[Entries from a dataset]
□ □ □
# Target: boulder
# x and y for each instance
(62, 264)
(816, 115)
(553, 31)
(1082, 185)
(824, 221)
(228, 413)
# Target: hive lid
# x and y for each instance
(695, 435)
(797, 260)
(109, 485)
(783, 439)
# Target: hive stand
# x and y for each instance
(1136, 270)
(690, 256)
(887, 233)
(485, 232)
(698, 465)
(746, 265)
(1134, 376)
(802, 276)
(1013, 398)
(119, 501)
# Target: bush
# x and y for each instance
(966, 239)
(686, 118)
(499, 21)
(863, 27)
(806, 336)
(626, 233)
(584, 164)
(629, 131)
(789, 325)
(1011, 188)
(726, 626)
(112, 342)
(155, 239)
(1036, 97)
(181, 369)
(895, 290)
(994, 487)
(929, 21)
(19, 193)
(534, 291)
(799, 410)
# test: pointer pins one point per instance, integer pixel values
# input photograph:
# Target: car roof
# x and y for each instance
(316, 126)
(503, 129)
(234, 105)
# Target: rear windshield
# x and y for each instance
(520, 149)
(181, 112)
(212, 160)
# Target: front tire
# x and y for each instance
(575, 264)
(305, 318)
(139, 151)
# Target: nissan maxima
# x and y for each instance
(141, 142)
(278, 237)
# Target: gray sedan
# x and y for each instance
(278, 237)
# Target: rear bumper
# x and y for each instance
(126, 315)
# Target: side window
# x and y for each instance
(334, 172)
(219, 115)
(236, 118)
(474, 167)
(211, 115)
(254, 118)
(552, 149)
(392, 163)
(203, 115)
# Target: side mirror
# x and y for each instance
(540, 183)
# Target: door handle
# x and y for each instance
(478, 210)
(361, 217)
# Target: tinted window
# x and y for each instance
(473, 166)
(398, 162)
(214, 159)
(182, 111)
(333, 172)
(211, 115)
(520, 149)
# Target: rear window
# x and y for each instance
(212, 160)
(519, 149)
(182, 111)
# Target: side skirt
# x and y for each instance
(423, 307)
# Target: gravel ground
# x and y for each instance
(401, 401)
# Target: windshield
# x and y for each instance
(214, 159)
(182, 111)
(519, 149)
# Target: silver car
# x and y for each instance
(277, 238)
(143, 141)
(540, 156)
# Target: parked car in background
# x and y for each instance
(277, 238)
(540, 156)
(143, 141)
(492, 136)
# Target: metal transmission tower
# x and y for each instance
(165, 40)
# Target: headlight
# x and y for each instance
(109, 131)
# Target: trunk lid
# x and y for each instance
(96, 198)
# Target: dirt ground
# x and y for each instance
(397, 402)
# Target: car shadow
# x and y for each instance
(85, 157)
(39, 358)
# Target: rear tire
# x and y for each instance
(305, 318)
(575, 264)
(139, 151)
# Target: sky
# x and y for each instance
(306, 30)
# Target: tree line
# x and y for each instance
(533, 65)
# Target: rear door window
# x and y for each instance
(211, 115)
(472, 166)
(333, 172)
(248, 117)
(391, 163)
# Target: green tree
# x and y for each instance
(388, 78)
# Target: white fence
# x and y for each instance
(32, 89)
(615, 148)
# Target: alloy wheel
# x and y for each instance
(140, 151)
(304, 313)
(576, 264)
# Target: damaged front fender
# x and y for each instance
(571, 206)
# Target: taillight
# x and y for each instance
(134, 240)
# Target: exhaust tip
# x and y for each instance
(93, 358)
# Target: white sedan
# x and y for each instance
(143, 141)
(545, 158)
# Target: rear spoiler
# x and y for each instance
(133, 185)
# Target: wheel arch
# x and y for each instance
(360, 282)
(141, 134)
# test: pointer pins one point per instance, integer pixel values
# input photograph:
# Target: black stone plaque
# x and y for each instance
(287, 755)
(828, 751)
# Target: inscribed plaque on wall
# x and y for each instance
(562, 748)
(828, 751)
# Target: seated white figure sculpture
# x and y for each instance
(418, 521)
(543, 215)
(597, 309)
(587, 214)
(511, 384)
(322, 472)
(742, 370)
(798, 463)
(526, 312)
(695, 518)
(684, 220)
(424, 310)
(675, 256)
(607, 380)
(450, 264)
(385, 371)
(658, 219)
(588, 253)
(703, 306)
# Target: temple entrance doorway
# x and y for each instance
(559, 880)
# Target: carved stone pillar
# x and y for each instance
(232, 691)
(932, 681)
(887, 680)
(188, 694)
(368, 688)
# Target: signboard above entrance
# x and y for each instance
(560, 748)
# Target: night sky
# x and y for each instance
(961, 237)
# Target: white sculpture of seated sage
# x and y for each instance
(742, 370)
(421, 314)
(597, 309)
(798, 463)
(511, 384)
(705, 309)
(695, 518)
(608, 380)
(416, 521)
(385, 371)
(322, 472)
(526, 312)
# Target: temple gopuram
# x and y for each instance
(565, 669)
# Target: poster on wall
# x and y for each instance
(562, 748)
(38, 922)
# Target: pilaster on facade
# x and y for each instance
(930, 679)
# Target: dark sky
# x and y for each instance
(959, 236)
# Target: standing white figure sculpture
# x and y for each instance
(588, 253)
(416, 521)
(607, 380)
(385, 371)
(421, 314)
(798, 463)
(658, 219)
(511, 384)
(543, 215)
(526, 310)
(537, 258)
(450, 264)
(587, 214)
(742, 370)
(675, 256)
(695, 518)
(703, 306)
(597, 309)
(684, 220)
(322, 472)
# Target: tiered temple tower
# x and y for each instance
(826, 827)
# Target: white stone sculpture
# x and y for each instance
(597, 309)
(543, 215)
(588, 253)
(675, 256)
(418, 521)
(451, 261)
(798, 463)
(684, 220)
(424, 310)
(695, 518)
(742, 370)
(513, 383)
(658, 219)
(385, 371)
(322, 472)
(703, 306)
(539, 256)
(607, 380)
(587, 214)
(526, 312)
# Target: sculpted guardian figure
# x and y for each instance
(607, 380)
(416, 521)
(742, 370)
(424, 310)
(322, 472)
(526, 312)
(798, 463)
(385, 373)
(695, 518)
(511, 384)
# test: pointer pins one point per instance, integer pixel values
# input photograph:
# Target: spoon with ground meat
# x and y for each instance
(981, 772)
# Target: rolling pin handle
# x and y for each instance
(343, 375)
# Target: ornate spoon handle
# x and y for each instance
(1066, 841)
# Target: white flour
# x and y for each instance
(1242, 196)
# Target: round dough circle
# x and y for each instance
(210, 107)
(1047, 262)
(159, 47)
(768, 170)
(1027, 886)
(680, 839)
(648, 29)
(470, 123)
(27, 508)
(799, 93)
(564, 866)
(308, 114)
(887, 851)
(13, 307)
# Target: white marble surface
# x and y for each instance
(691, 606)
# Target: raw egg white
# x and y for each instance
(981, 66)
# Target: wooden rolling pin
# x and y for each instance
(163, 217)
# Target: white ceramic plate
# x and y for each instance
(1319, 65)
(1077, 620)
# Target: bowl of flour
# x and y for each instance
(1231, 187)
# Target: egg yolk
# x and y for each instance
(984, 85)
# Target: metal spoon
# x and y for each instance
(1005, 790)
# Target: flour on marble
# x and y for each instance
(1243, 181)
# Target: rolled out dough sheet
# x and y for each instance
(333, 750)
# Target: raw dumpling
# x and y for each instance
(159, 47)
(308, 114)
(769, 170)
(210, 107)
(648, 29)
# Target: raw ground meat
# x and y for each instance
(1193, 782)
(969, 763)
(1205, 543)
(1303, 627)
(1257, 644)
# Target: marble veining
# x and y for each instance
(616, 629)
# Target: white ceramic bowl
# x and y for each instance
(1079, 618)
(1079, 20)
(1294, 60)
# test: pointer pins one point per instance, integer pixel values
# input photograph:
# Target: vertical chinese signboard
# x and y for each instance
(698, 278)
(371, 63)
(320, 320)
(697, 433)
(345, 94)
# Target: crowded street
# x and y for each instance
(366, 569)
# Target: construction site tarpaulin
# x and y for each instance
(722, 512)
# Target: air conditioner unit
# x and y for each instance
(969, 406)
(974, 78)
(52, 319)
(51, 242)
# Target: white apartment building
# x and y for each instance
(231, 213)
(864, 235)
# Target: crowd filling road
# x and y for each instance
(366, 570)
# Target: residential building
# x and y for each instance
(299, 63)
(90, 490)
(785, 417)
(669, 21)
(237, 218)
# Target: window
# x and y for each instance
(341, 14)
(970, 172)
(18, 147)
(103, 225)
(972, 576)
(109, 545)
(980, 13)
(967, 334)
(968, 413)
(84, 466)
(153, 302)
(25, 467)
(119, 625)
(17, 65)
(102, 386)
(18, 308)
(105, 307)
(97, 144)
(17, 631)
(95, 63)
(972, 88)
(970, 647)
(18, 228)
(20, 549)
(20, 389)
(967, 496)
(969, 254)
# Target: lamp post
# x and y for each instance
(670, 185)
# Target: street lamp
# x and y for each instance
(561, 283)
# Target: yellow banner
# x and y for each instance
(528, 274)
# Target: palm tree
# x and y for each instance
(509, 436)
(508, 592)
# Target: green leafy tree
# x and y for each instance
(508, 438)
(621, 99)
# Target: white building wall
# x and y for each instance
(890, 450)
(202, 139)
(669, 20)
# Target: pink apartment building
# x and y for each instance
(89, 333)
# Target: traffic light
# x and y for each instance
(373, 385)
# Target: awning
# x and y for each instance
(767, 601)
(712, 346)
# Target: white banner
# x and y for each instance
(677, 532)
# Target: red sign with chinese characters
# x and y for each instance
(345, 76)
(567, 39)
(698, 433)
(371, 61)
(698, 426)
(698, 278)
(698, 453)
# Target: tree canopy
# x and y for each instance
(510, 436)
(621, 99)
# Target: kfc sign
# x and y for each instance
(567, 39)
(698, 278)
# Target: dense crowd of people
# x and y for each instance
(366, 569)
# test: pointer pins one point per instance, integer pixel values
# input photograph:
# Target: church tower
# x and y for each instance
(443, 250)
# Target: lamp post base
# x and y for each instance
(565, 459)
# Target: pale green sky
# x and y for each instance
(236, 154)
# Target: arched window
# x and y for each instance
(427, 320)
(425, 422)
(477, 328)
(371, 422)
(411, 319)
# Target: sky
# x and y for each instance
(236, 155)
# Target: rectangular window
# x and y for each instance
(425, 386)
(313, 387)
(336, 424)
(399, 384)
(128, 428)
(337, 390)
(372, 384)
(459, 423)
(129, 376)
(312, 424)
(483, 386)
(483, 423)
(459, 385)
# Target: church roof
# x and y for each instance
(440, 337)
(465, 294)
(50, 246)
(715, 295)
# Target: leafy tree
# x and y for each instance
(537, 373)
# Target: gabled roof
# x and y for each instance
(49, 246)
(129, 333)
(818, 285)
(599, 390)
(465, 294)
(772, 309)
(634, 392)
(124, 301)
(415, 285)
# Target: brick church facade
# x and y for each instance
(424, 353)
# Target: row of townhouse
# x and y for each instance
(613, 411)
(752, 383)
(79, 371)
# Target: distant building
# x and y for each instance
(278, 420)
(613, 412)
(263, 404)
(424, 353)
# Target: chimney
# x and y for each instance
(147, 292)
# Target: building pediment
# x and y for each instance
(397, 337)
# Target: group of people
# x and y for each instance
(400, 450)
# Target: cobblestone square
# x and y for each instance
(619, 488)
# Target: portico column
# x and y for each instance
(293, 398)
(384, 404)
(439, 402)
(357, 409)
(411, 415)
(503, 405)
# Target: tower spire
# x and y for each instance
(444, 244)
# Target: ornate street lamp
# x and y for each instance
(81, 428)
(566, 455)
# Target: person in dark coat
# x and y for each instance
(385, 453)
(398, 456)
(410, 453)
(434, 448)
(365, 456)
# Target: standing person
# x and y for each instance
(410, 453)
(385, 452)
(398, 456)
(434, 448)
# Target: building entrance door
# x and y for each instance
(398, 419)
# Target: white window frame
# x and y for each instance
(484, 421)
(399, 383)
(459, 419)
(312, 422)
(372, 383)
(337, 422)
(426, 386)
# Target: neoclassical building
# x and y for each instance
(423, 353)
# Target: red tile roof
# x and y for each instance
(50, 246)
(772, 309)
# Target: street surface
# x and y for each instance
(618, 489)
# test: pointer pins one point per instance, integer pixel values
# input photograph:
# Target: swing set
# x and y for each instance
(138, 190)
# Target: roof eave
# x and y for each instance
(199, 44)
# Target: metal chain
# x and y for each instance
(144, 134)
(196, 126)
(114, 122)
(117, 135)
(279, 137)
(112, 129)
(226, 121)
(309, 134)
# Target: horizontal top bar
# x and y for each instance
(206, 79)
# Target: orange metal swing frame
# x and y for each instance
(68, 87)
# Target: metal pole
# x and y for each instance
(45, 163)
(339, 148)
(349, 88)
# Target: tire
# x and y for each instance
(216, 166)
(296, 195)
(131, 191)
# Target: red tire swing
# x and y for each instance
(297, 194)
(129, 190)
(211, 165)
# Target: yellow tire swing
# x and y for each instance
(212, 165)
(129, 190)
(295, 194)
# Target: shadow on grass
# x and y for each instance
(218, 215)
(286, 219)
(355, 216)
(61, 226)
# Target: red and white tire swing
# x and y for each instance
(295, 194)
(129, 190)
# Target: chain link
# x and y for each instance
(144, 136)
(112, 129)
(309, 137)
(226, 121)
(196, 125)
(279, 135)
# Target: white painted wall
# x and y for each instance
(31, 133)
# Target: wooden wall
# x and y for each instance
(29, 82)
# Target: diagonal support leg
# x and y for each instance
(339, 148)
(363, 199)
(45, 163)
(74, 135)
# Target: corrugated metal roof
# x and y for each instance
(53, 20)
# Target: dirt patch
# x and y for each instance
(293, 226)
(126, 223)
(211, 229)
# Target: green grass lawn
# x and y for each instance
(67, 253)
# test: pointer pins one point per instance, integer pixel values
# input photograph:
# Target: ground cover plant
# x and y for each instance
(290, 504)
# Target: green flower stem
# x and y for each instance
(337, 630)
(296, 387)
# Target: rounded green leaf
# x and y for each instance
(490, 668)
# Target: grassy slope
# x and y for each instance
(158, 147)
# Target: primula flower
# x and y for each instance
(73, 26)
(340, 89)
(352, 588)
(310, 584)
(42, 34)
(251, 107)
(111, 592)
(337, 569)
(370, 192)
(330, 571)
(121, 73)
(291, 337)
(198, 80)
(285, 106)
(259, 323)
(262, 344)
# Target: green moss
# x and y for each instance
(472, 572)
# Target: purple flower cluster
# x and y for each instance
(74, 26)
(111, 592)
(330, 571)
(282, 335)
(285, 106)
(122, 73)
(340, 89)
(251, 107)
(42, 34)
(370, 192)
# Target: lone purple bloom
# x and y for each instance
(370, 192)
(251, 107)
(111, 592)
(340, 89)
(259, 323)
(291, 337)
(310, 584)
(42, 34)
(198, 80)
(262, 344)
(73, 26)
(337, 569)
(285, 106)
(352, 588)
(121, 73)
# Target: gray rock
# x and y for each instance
□ □ □
§ **STATED PROBLEM**
Give the lines from the one containing "# Target: purple flower cluster" through the last line of the records, both included, as a numbered list without blank lines.

§ **THE REPLY**
1. # Target: purple flower cluster
2. # x and y for each instance
3. (74, 26)
4. (111, 592)
5. (330, 571)
6. (282, 335)
7. (285, 106)
8. (122, 73)
9. (340, 89)
10. (251, 107)
11. (42, 34)
12. (370, 192)
13. # Target: lone purple bloom
14. # x and y for each instance
15. (370, 192)
16. (251, 107)
17. (111, 592)
18. (340, 89)
19. (259, 323)
20. (291, 337)
21. (310, 584)
22. (42, 34)
23. (198, 80)
24. (262, 344)
25. (73, 26)
26. (337, 569)
27. (285, 106)
28. (352, 588)
29. (121, 73)
30. # Target: gray rock
31. # x and y for each instance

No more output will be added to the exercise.